======== DOCUMENT EXTRACT ========

It is spread over an area of 23.31 km^{2}, with a population of 29,039. There are 13,511 males and 15,528 females as of the 2011 census. In the 2001 census, there were 30,225 people, meaning that the population declined by 1,186 people. In the 2001 census, the female to male ratio was 1092:1000. At the time of the census, the village had a literacy rate of over 90 percent.

==Infrastructure==
There is a government-run lower primary school, and a governmentally-aided upper primary school. The upper primary school is called KVUPS, teaches in both Malayalam and English, and was established in 1964 A government high school is located two kilometres away in the nearby village of Bharathannoor, which is part of the Pangode Grama Panchayat. The governmentally-aided college in the village, the Mannaniya College of Arts and Science, was established in 1995 by the Jamiya Mannaniya Islamiya charitable society. It runs undergraduate courses under the University of Kerala. Dr. Palpu College of Arts and Science, another college in the village, is also affiliated to the University of Kerala.

The village has a police station, a post office with PIN: 695609, a revenue Village Office, an State Bank of India (SBI) branch and a Cooperative Bank.

==Economy==
Pangode is predominantly an agriculture-dependent village and most of the people are directly or indirectly involved in agriculture for their livelihood. With the spread of rubber cultivations in the 1970s and 1980s in the eastern regions of Kerala, farmers of Pangode quickly switched from cultivating coconut and rice to rubber due to its high return on investment. In the 1990s, a great deal of village youth traveled to countries of the Middle East in search of jobs. Due to this, a number of adults from the village work abroad leading to remittance being a good source of income. The flow of remittance has resulted in increase in the number of concrete buildings, replacing the old thatched and tiled houses.

======== DATASET RECORDS ========

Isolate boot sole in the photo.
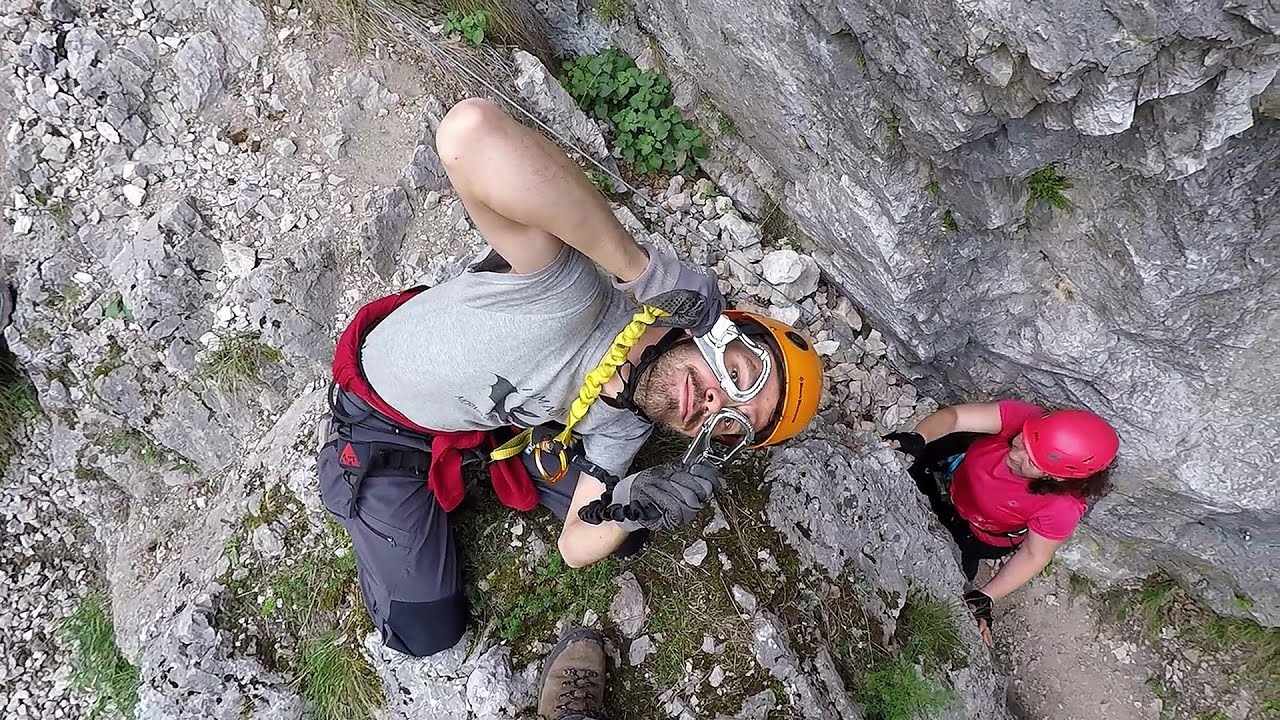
[538,628,609,712]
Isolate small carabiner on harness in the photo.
[525,424,568,484]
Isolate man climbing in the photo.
[319,100,822,656]
[884,400,1120,644]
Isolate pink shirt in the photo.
[951,400,1085,547]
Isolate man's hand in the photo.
[964,591,993,647]
[882,433,924,460]
[617,246,724,336]
[579,462,721,530]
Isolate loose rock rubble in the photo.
[0,0,1218,720]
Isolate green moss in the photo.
[298,633,384,720]
[1025,165,1071,214]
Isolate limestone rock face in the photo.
[614,0,1280,625]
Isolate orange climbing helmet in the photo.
[724,310,822,448]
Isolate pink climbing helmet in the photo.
[1023,409,1120,479]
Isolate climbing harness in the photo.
[489,305,667,483]
[370,0,824,471]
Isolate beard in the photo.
[634,343,707,434]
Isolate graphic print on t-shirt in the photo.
[471,375,557,428]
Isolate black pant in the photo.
[909,433,1018,583]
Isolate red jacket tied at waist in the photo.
[333,287,538,512]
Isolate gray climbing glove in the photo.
[614,245,724,336]
[577,462,721,532]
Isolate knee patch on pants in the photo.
[383,593,467,657]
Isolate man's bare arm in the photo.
[557,473,630,568]
[435,97,649,282]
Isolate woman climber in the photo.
[884,400,1120,644]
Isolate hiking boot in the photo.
[538,628,608,720]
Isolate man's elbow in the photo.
[556,525,599,568]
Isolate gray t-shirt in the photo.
[361,246,652,478]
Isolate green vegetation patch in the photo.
[1027,164,1071,214]
[56,593,140,720]
[198,333,284,395]
[559,49,707,174]
[0,352,40,450]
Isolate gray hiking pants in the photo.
[319,388,609,657]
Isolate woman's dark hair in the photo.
[1027,468,1111,500]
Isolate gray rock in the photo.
[765,434,1007,717]
[616,0,1280,625]
[684,539,707,568]
[40,0,76,23]
[173,31,227,114]
[205,0,268,68]
[735,588,855,720]
[609,570,649,638]
[1071,73,1139,135]
[716,213,762,250]
[401,141,451,192]
[365,633,468,720]
[360,187,413,279]
[466,646,534,720]
[512,50,621,181]
[716,691,778,720]
[136,587,303,720]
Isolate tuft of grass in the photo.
[595,0,622,22]
[897,594,964,671]
[879,110,902,142]
[854,657,955,720]
[1025,164,1071,214]
[1138,580,1178,638]
[200,333,284,395]
[0,354,40,448]
[56,593,140,720]
[495,552,621,644]
[298,633,384,720]
[49,284,84,315]
[584,165,616,196]
[102,427,166,468]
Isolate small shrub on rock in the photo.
[561,49,707,173]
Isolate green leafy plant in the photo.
[1027,164,1071,213]
[440,10,489,45]
[0,354,40,448]
[855,657,954,720]
[102,293,133,320]
[595,0,622,22]
[56,593,140,720]
[561,49,707,173]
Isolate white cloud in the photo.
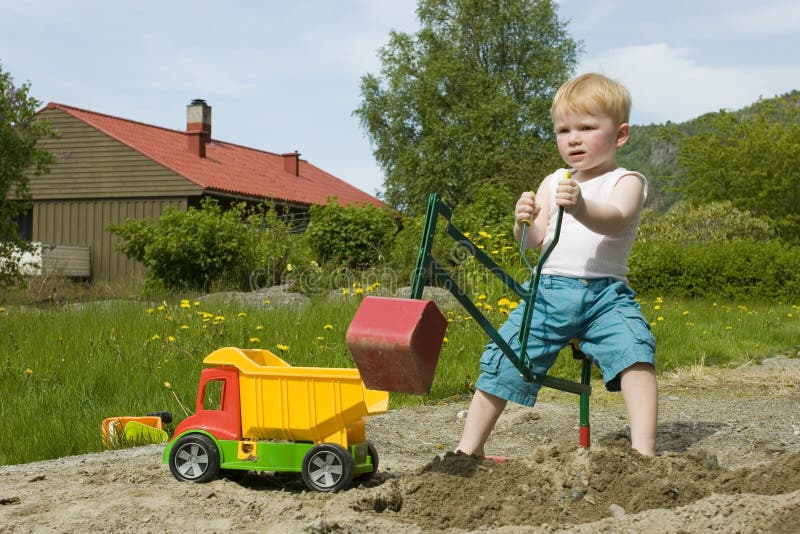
[730,0,800,34]
[579,43,800,124]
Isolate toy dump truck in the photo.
[163,347,389,492]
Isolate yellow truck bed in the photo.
[203,347,389,447]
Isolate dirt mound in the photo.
[0,359,800,534]
[354,440,800,529]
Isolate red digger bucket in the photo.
[346,297,447,395]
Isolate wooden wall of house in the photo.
[30,109,202,200]
[33,198,187,282]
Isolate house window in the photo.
[17,209,33,241]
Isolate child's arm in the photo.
[514,179,550,248]
[556,174,644,235]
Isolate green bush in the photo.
[629,239,800,299]
[305,199,398,269]
[638,202,772,243]
[110,198,298,289]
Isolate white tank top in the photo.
[541,168,647,283]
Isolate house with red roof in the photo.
[25,100,385,281]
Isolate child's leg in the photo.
[620,363,658,456]
[456,389,508,456]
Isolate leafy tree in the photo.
[354,0,580,214]
[678,100,800,242]
[0,65,55,285]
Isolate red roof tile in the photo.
[47,102,385,207]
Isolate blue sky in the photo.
[0,0,800,198]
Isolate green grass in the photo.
[0,294,800,464]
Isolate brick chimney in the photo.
[186,98,211,158]
[281,150,300,176]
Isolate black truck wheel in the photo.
[302,443,355,492]
[169,434,219,483]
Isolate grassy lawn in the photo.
[0,292,800,464]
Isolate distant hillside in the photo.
[617,90,800,211]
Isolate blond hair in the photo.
[550,72,631,126]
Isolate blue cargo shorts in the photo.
[475,275,656,406]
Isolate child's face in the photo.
[553,107,630,179]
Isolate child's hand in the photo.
[514,191,541,224]
[556,178,583,213]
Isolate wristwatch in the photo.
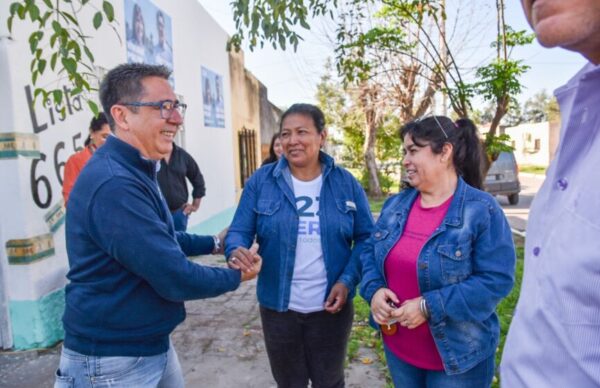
[213,235,221,253]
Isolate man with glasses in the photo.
[500,0,600,388]
[56,63,261,387]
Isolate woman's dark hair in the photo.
[261,132,281,166]
[84,112,108,147]
[279,104,325,133]
[400,116,483,189]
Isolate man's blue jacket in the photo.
[63,136,240,357]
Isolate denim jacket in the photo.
[360,177,516,375]
[225,152,373,311]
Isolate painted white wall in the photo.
[505,122,550,166]
[0,0,235,300]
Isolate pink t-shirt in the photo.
[383,195,452,370]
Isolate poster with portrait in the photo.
[125,0,174,84]
[202,66,225,128]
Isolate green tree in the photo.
[6,0,119,114]
[230,0,533,183]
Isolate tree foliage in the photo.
[7,0,118,115]
[230,0,533,186]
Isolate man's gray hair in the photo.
[99,63,171,131]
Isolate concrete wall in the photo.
[259,84,283,160]
[229,51,261,196]
[0,0,270,349]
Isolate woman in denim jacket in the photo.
[225,104,373,387]
[361,116,515,387]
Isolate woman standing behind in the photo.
[225,104,373,387]
[261,133,283,167]
[63,112,110,206]
[361,116,515,388]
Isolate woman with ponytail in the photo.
[63,112,110,203]
[361,116,516,388]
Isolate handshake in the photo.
[227,243,262,282]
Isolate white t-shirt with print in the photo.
[289,175,327,313]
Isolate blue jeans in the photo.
[260,300,354,388]
[54,345,184,388]
[384,346,494,388]
[171,208,189,232]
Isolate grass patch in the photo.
[348,294,394,388]
[519,165,547,175]
[348,239,523,388]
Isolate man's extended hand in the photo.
[325,283,348,314]
[183,198,202,216]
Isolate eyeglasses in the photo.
[415,115,448,139]
[119,100,187,120]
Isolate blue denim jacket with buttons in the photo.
[225,152,373,311]
[360,177,516,374]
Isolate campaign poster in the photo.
[125,0,174,84]
[202,66,225,128]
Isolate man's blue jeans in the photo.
[171,208,189,232]
[384,346,494,388]
[54,345,184,388]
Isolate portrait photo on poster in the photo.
[202,66,225,128]
[124,0,175,87]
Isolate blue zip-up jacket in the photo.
[360,177,516,375]
[225,152,373,311]
[63,136,240,357]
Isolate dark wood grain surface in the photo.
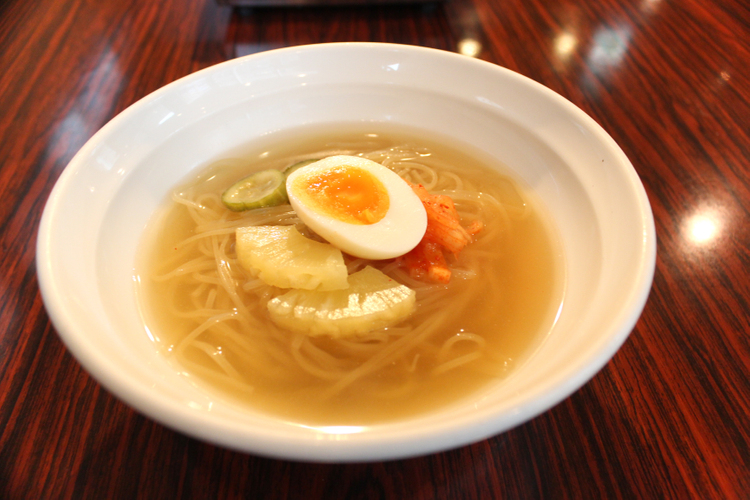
[0,0,750,499]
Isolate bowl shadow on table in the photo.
[219,0,486,58]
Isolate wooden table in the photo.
[0,0,750,499]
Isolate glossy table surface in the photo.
[0,0,750,499]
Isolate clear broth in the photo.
[136,126,564,426]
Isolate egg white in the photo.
[286,155,427,260]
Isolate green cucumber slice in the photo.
[221,170,289,212]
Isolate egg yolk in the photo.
[295,165,390,224]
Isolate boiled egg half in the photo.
[286,155,427,260]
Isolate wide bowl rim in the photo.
[37,42,656,462]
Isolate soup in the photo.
[136,126,563,426]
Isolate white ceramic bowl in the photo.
[37,43,656,461]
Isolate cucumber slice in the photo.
[221,170,289,212]
[284,158,320,177]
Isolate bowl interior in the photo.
[38,44,655,460]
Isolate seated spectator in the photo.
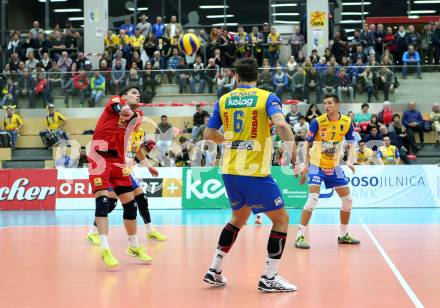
[293,115,309,135]
[354,103,371,134]
[111,59,125,94]
[191,104,209,140]
[204,58,220,93]
[273,65,289,99]
[338,68,354,104]
[286,104,302,131]
[377,137,400,165]
[429,103,440,146]
[380,125,411,165]
[217,69,236,98]
[402,45,422,79]
[40,104,68,147]
[306,104,321,123]
[377,101,393,127]
[90,70,105,107]
[290,67,306,100]
[64,70,89,108]
[189,56,206,94]
[402,102,425,153]
[354,139,374,165]
[3,105,23,148]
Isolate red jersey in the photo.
[92,96,143,158]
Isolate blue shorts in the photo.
[108,174,140,191]
[309,164,348,188]
[223,174,284,214]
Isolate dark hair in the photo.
[121,86,141,96]
[235,58,258,82]
[324,94,341,103]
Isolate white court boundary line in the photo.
[362,221,425,308]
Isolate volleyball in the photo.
[179,33,200,56]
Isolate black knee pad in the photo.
[122,200,137,220]
[95,196,109,217]
[108,198,118,214]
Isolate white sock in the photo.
[128,234,139,248]
[99,234,110,249]
[145,222,153,233]
[264,258,281,279]
[211,249,227,273]
[339,224,348,237]
[296,224,307,238]
[89,225,98,234]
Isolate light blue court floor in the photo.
[0,208,440,227]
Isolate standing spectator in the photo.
[267,27,283,67]
[338,68,354,104]
[119,16,135,36]
[189,56,206,94]
[3,105,23,148]
[429,103,440,146]
[273,65,289,99]
[111,59,125,94]
[286,104,302,131]
[306,104,321,123]
[153,16,165,40]
[165,15,183,38]
[289,26,305,58]
[64,69,89,108]
[90,70,105,107]
[136,14,153,38]
[402,102,425,151]
[191,104,209,140]
[402,45,422,79]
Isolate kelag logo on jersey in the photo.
[225,96,258,109]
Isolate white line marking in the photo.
[362,222,425,308]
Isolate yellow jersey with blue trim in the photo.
[207,86,282,177]
[306,114,354,169]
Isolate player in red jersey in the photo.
[89,87,151,267]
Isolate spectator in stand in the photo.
[321,68,338,95]
[293,115,309,135]
[90,70,105,107]
[153,16,165,40]
[337,68,354,104]
[286,104,302,131]
[273,65,289,99]
[306,104,321,123]
[380,125,411,165]
[119,16,135,36]
[429,103,440,146]
[377,137,400,165]
[136,14,153,38]
[394,26,408,65]
[289,26,305,58]
[64,69,89,108]
[40,104,68,147]
[402,45,422,79]
[290,67,306,101]
[111,58,125,94]
[191,104,209,140]
[3,105,23,148]
[354,139,374,165]
[204,58,220,93]
[189,56,206,94]
[176,58,190,94]
[267,27,283,66]
[402,102,425,153]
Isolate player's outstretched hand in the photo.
[148,167,159,178]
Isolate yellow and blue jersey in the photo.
[306,114,354,169]
[207,86,282,177]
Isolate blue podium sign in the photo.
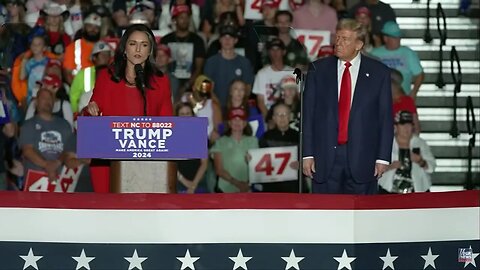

========

■ WHAT IS EXPECTED ■
Transcribe, word for word, the portion of the Pangode passage that begins with the words "The village has" and ends with "and tiled houses.".

■ ANSWER TO THE EXERCISE ■
The village has a police station, a post office with PIN: 695609, a revenue Village Office, an State Bank of India (SBI) branch and a Cooperative Bank.

==Economy==
Pangode is predominantly an agriculture-dependent village and most of the people are directly or indirectly involved in agriculture for their livelihood. With the spread of rubber cultivations in the 1970s and 1980s in the eastern regions of Kerala, farmers of Pangode quickly switched from cultivating coconut and rice to rubber due to its high return on investment. In the 1990s, a great deal of village youth traveled to countries of the Middle East in search of jobs. Due to this, a number of adults from the village work abroad leading to remittance being a good source of income. The flow of remittance has resulted in increase in the number of concrete buildings, replacing the old thatched and tiled houses.